Supplied data:
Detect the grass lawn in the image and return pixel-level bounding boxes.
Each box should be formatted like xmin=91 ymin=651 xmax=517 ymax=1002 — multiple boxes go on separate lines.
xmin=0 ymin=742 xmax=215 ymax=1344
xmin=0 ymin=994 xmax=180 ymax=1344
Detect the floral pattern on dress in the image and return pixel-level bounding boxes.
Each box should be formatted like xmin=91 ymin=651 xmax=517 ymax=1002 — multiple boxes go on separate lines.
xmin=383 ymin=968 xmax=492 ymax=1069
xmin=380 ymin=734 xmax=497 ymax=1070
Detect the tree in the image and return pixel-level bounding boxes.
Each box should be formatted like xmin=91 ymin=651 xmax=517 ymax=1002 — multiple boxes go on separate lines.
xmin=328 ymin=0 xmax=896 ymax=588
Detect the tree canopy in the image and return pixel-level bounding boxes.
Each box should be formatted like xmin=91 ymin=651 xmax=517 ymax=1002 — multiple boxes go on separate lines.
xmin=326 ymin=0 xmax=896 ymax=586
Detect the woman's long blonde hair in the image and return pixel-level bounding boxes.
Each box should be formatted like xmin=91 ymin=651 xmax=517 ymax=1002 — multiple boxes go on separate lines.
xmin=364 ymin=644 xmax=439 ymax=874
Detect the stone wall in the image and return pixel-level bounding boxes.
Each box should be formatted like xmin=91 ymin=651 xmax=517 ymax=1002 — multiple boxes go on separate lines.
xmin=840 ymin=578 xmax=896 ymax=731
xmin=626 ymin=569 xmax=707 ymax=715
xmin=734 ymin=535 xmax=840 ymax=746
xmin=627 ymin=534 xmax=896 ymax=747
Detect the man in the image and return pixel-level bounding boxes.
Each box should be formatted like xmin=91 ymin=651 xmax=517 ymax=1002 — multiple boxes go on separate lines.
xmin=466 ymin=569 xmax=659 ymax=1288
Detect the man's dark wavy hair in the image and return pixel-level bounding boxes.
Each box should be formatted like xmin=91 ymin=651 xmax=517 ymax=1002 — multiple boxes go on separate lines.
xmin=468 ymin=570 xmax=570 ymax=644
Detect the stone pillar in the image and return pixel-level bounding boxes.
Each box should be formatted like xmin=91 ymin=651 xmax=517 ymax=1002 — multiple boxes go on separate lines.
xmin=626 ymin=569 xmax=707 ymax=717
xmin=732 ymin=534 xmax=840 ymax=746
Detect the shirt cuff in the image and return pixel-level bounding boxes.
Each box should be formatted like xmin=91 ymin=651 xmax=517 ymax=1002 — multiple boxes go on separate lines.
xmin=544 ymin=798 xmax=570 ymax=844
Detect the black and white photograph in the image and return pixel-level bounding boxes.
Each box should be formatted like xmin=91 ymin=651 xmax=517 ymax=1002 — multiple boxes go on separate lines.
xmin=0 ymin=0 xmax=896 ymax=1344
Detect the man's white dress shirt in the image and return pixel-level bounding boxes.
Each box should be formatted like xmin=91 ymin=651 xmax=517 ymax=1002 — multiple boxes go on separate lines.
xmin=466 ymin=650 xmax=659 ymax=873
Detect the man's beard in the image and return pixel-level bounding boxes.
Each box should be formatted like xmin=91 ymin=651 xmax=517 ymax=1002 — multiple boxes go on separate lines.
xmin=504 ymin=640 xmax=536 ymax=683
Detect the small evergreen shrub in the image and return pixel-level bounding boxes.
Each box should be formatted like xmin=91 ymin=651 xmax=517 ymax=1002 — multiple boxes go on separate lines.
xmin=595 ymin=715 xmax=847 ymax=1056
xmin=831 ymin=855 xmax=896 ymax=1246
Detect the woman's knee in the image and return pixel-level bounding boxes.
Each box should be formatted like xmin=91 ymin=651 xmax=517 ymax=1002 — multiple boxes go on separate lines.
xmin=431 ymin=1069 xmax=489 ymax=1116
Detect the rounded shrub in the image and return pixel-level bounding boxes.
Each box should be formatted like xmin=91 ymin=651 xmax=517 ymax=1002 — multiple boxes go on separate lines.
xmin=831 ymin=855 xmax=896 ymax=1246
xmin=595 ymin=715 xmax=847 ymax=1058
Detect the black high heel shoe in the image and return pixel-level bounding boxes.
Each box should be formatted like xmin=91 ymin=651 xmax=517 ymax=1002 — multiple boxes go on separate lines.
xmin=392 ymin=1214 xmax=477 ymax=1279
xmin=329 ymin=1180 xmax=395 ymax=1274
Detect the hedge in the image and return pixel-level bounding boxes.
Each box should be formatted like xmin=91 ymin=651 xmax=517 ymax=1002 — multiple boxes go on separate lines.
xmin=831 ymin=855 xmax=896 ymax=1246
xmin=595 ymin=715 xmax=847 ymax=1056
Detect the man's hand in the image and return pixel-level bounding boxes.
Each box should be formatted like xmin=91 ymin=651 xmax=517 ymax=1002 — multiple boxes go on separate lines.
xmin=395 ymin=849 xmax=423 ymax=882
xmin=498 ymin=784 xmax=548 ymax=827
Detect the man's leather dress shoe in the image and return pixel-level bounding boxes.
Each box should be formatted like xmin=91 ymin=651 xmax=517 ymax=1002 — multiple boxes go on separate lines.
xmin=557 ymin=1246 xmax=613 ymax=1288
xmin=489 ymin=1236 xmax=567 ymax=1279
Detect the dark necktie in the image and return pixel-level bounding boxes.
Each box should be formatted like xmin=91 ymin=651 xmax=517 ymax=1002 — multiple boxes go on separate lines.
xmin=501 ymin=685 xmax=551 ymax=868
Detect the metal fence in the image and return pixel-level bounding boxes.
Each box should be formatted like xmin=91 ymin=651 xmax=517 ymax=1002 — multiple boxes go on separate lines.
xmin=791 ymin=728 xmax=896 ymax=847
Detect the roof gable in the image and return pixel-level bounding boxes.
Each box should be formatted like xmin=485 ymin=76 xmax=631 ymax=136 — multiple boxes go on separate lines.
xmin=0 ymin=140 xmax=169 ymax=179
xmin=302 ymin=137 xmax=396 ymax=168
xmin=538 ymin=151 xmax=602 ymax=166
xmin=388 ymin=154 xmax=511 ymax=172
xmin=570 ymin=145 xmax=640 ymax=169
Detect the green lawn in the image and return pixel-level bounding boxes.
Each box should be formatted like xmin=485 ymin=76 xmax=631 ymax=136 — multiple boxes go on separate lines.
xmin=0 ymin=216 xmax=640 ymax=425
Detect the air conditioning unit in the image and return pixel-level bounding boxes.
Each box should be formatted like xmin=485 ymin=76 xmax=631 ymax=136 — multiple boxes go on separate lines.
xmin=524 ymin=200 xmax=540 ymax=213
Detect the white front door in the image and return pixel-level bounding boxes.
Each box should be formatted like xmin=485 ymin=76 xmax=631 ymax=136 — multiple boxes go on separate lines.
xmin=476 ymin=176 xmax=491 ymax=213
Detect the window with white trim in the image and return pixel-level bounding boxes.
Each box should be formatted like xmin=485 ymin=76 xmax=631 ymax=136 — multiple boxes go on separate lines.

Task objective: Write out the entire listing exactly.

Finished exercise:
Detect the grass lawn in the image and return pixel-level bounding boxes.
Each box should be formatted like xmin=91 ymin=651 xmax=517 ymax=1002 — multiple boxes go on separate lines.
xmin=0 ymin=742 xmax=215 ymax=1344
xmin=0 ymin=994 xmax=180 ymax=1344
Detect the floral pattern on dress in the image and return pixel-level bounding boxes.
Each box should be formatted like xmin=91 ymin=651 xmax=517 ymax=1002 — multiple boxes go on separate lines.
xmin=383 ymin=968 xmax=492 ymax=1069
xmin=380 ymin=734 xmax=497 ymax=1070
Detect the tree in the image and return pixel-level bounding boxes.
Each box should be formatted like xmin=91 ymin=651 xmax=517 ymax=1002 — multiple boxes go on separate lines.
xmin=328 ymin=0 xmax=896 ymax=588
Detect the tree canopy in the image and return pixel-level bounding boxes.
Each box should be formatted like xmin=91 ymin=651 xmax=517 ymax=1002 — multiple boxes go on separate lines.
xmin=326 ymin=0 xmax=896 ymax=586
Detect the woman's long blonde hair in the image and return pixel-level bounding boxes.
Each box should be formatted like xmin=91 ymin=651 xmax=517 ymax=1002 — multiple boxes go on separate lines.
xmin=364 ymin=644 xmax=439 ymax=874
Detect the stone wall in the image and return pixel-level bounding boxes.
Each box should be formatted like xmin=91 ymin=651 xmax=517 ymax=1002 — multiple boxes go on separate lines.
xmin=840 ymin=578 xmax=896 ymax=731
xmin=626 ymin=569 xmax=707 ymax=715
xmin=734 ymin=535 xmax=840 ymax=746
xmin=627 ymin=534 xmax=896 ymax=747
Detect the man in the image and return pixel-level bounding boxes.
Each box should be formatted like xmin=91 ymin=651 xmax=517 ymax=1002 — multiple boxes go on separate lines.
xmin=466 ymin=569 xmax=659 ymax=1288
Detect the man's dark wavy hair in the image and return pixel-level bounding boxes.
Each box should be formatted like xmin=91 ymin=651 xmax=517 ymax=1002 — multiple boxes go on separate lines.
xmin=468 ymin=570 xmax=570 ymax=644
Detect the stone pillar in the image and return pixel-level bounding boxes.
Each box should be formatted like xmin=91 ymin=651 xmax=517 ymax=1002 — multiple boxes go on separate lines.
xmin=626 ymin=569 xmax=707 ymax=717
xmin=732 ymin=534 xmax=840 ymax=746
Detect the shirt cuff in the image and return pixel-level bounding boxes.
Each box should be formatted like xmin=91 ymin=651 xmax=517 ymax=1002 — multiple boxes go on separate lines.
xmin=544 ymin=798 xmax=570 ymax=844
Detect the black and white photograph in the image and return pixel-level bounding boxes.
Each box should be formatted like xmin=91 ymin=651 xmax=517 ymax=1002 — multiple boxes go on separate lines.
xmin=0 ymin=0 xmax=896 ymax=1344
Detect the man's white dress shirt in the image and return pixel-level bounding boxes.
Each box should be formatted like xmin=91 ymin=651 xmax=517 ymax=1002 — multiple boxes go on separate lines.
xmin=466 ymin=650 xmax=659 ymax=873
Detect the man's beard in the image and return pixel-level bounding boxes.
Each box should be formatted like xmin=91 ymin=651 xmax=517 ymax=1002 — multiple boxes go on separate lines.
xmin=504 ymin=640 xmax=536 ymax=683
Detect the small evergreen shrub in the image and return pixel-level bounding boxes.
Each box should be formatted like xmin=91 ymin=651 xmax=517 ymax=1002 — multiple boxes go on separate lines.
xmin=595 ymin=715 xmax=847 ymax=1056
xmin=831 ymin=855 xmax=896 ymax=1246
Detect the woman's knee in the image and return pixel-level bounding boxes.
Each box should be formatted like xmin=91 ymin=651 xmax=517 ymax=1002 — multiple boxes go on separate lines.
xmin=431 ymin=1069 xmax=489 ymax=1116
Detect the rounded shrub in the image and return pixel-level bounding boxes.
Each box should be formatted like xmin=91 ymin=651 xmax=517 ymax=1002 — multiple boxes go on separate lines.
xmin=831 ymin=855 xmax=896 ymax=1246
xmin=595 ymin=715 xmax=847 ymax=1058
Detect the black high heel shoe in the image and return pixel-level bounding boxes.
Each box should be formatted like xmin=91 ymin=651 xmax=517 ymax=1002 — multiple boxes go on separate lines.
xmin=392 ymin=1214 xmax=477 ymax=1279
xmin=329 ymin=1180 xmax=395 ymax=1274
Detect the hedge in the image and return pixel-level bounding boxes.
Each box should be formatted like xmin=91 ymin=651 xmax=517 ymax=1002 — multiple boxes go on separate lines.
xmin=831 ymin=855 xmax=896 ymax=1246
xmin=595 ymin=715 xmax=847 ymax=1056
Detect the man's hand in the image and return pixel-level bounding boxes.
Each box should be formatted like xmin=91 ymin=651 xmax=517 ymax=1002 — multiple boxes go on separate lines.
xmin=395 ymin=849 xmax=423 ymax=882
xmin=498 ymin=784 xmax=548 ymax=827
Detect the man's leather dress shoe in the image and return pixel-level bounding boxes.
Each box should be formatted like xmin=91 ymin=651 xmax=517 ymax=1002 — multiple boxes go on separate lines.
xmin=557 ymin=1246 xmax=613 ymax=1288
xmin=489 ymin=1236 xmax=567 ymax=1279
Detect the dark necktie in the image and return pixel-level bounding boxes.
Each box should be formatted like xmin=91 ymin=651 xmax=517 ymax=1002 — multiple boxes go on separate lines.
xmin=501 ymin=685 xmax=551 ymax=868
Detect the metal fence in the image and return pixel-level bounding boxes.
Each box should be formatted like xmin=91 ymin=651 xmax=517 ymax=1002 — multiple boxes go on separate lines.
xmin=791 ymin=728 xmax=896 ymax=847
Detect the roof gable in the image and return pixel-level bounding boxes.
Each box should be formatted like xmin=485 ymin=76 xmax=631 ymax=136 — multiple boxes go on separate lines.
xmin=0 ymin=140 xmax=169 ymax=179
xmin=302 ymin=137 xmax=396 ymax=168
xmin=538 ymin=151 xmax=602 ymax=166
xmin=388 ymin=154 xmax=511 ymax=172
xmin=570 ymin=145 xmax=640 ymax=169
Detect the green lawn in the image and return pixel-level bounding boxes.
Each box should be formatted like xmin=485 ymin=76 xmax=631 ymax=136 — multiple boxes go on separate lines.
xmin=0 ymin=216 xmax=640 ymax=425
Detect the air conditioning unit in the image and return pixel-level bounding boxes.
Each box should be formatted like xmin=485 ymin=76 xmax=631 ymax=136 — multiple boxes go on separate lines.
xmin=524 ymin=200 xmax=540 ymax=213
Detect the white front door in the image and return pixel-level bounding boxes.
Each box should be formatted like xmin=485 ymin=76 xmax=631 ymax=136 — multiple boxes go on separate lines.
xmin=476 ymin=176 xmax=491 ymax=213
Detect the window with white trim in the image and return pixel-level bounding boxes.
Each box should be formatted like xmin=485 ymin=76 xmax=631 ymax=136 — multiple boxes go on separate lines.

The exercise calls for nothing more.